══ Materials provided

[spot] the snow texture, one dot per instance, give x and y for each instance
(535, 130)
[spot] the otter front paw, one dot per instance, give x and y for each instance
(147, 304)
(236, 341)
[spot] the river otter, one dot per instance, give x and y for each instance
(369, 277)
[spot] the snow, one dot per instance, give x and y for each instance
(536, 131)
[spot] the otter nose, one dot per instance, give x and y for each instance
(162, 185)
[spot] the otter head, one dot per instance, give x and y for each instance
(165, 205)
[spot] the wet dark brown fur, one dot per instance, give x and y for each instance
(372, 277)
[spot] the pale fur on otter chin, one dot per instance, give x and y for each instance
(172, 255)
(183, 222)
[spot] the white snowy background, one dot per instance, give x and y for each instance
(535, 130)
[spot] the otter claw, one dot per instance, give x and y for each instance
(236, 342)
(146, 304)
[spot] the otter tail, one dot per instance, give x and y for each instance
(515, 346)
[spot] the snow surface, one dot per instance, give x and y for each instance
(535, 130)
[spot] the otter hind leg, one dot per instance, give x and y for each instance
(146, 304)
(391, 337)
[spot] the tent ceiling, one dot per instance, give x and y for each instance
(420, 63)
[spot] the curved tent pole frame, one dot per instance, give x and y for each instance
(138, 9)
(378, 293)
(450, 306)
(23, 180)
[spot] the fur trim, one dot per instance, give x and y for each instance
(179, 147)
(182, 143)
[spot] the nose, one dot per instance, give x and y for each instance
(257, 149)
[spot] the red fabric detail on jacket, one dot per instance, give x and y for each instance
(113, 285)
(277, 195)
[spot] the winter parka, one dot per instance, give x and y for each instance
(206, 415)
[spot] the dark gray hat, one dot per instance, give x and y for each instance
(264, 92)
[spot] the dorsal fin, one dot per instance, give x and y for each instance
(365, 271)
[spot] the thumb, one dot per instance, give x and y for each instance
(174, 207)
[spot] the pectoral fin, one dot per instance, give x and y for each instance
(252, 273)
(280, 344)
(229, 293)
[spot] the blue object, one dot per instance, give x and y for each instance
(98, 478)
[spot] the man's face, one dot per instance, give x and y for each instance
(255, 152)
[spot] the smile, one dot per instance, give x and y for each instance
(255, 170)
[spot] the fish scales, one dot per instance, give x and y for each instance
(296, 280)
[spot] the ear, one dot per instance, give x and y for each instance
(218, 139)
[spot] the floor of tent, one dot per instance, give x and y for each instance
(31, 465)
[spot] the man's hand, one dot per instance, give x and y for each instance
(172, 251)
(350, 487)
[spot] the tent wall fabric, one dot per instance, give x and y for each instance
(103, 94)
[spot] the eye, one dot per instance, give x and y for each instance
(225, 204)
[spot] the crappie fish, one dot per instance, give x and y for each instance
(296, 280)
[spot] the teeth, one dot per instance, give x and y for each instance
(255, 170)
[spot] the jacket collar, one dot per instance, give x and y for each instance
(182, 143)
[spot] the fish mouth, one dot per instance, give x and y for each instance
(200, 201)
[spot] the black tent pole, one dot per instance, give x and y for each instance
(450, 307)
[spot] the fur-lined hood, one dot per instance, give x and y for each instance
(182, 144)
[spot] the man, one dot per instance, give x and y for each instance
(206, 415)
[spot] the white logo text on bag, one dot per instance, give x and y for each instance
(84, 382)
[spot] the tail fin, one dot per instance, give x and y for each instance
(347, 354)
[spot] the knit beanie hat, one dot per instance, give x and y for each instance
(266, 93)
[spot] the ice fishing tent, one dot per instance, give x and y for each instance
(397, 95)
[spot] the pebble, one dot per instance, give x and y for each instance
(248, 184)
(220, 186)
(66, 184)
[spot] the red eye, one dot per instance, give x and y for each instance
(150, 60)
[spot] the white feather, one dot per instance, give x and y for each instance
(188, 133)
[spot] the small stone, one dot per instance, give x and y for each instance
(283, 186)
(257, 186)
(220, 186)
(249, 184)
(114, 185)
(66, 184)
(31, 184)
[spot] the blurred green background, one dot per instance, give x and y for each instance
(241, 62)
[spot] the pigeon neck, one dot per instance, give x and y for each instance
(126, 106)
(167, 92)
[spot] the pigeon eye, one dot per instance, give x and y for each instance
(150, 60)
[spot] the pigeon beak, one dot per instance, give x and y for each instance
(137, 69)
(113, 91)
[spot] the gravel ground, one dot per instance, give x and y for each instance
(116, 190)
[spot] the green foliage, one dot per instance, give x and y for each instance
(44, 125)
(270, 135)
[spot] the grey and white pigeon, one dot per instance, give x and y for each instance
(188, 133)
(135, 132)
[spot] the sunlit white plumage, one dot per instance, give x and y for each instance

════

**Aim of the exercise**
Please reproduce all of the lines above word for word, with nothing added, dropped, or changed.

**Correct output**
[spot] the snow texture, one dot per instance, give x and y for each instance
(535, 130)
[spot] the otter front paw, one dot per instance, give x and y for each instance
(147, 304)
(236, 341)
[spot] the river otter, one dot per instance, give x and y for each instance
(369, 277)
[spot] the snow, one dot per instance, give x and y for each instance
(536, 131)
[spot] the otter nose, one dot per instance, give x and y for each instance
(162, 185)
[spot] the otter head, one dot per instance, give x and y for each instance
(165, 205)
[spot] the wet dark brown fur, one dot per instance, give x and y for each instance
(372, 277)
[spot] the pale fur on otter chin, one dot per instance, give x and y for each instance
(172, 255)
(183, 222)
[spot] the white snowy background, one dot per instance, give x and y for each instance
(535, 130)
[spot] the otter claw, one dot per instance, give x and y for each instance
(236, 342)
(146, 304)
[spot] the otter tail, one dot per instance, give x and y for each instance
(515, 346)
[spot] the snow surface, one dot per instance, give x and y for each instance
(535, 130)
[spot] the otter hind leg, one dot per instance, give x and y for each instance
(146, 304)
(391, 337)
[spot] the tent ceiling, one dot per instance, give x and y for each instance
(420, 63)
[spot] the curved tent pole frame, one dot per instance, give x and y for each instance
(138, 9)
(378, 293)
(450, 306)
(23, 180)
[spot] the fur trim, one dot per instance, give x and y for each instance
(179, 147)
(182, 143)
[spot] the nose, one dot per instance, give x and y for each instance
(257, 149)
[spot] the red fabric detail on jacket, one dot per instance, give x and y for each instance
(113, 285)
(277, 195)
[spot] the winter parka, one dot per instance, give x and y for each instance
(206, 415)
[spot] the dark gray hat, one dot per instance, give x and y for each instance
(264, 92)
[spot] the dorsal fin, one dot per instance, give x and y for each instance
(365, 271)
[spot] the thumb, one dot per instance, give x and y for each instance
(174, 207)
[spot] the pectoral fin, one dot per instance, give x and y for each instance
(252, 273)
(280, 344)
(229, 293)
[spot] the blue object, one dot per instance, give x and y for each instance
(98, 478)
[spot] the man's face, one dot per instance, give x and y for each instance
(255, 152)
[spot] the smile, one dot per instance, give x and y for each instance
(255, 170)
[spot] the fish scales, one dot per instance, give x and y for each instance
(296, 280)
[spot] the ear, one dot per instance, give x and y for each instance
(218, 139)
[spot] the floor of tent, one dot per instance, give x and y for each instance
(31, 465)
[spot] the man's hand, one dot per instance, give x and y for each instance
(172, 251)
(350, 487)
[spot] the tent wall fabric, one dot per instance, give x and y for each instance
(103, 94)
[spot] the eye, one dot per instance, give x and y for each instance
(225, 204)
[spot] the crappie fish, one dot per instance, give x and y for each instance
(296, 280)
[spot] the teeth, one dot per instance, give x and y for each instance
(255, 170)
[spot] the jacket collar, one dot per instance, give x and y for each instance
(182, 143)
[spot] the fish mouth, one dot per instance, give x and y for each instance
(200, 201)
[spot] the black tent pole, one dot per instance, give x and y for each instance
(450, 307)
[spot] the fur-lined hood, one dot per instance, give x and y for each instance
(182, 144)
[spot] the man, one dot per instance, give x and y for each instance
(206, 415)
[spot] the white logo text on bag, one dot per instance, give x and y for each instance
(84, 382)
[spot] the tail fin, one dot per instance, give x and y for each instance
(347, 354)
[spot] the knit beanie hat, one dot per instance, give x and y for each instance
(266, 93)
[spot] the ice fishing tent, one dot per instance, give x and y for each instance
(397, 95)
[spot] the pebble, one dot per instance, give x and y for each instance
(248, 184)
(220, 186)
(66, 184)
[spot] the red eye, one dot per instance, give x and y for each instance
(150, 60)
[spot] the white feather, one dot per instance, give x and y for each instance
(188, 133)
[spot] the small stone, one dot per instance, give x and y for each instance
(283, 186)
(257, 186)
(220, 186)
(249, 184)
(114, 185)
(66, 184)
(31, 184)
[spot] the blurred green background, one dot per instance, give x and y for each instance
(241, 62)
[spot] the pigeon neck, one dot per instance, give x and y for each instance
(126, 106)
(167, 92)
[spot] the pigeon eye, one dot per instance, give x and y for each instance
(150, 60)
[spot] the pigeon beak, one dot per instance, give x and y for each instance
(137, 69)
(113, 91)
[spot] the gravel ground, one dot per instance, give x and y for each instance
(116, 190)
[spot] the green foliage, one dot per instance, give x and y for each instance
(44, 125)
(270, 135)
[spot] the grey and white pigeon, one dot per instance, give x and y for each instance
(188, 133)
(135, 132)
[spot] the sunlit white plumage, one dot per instance, give x and y for each instance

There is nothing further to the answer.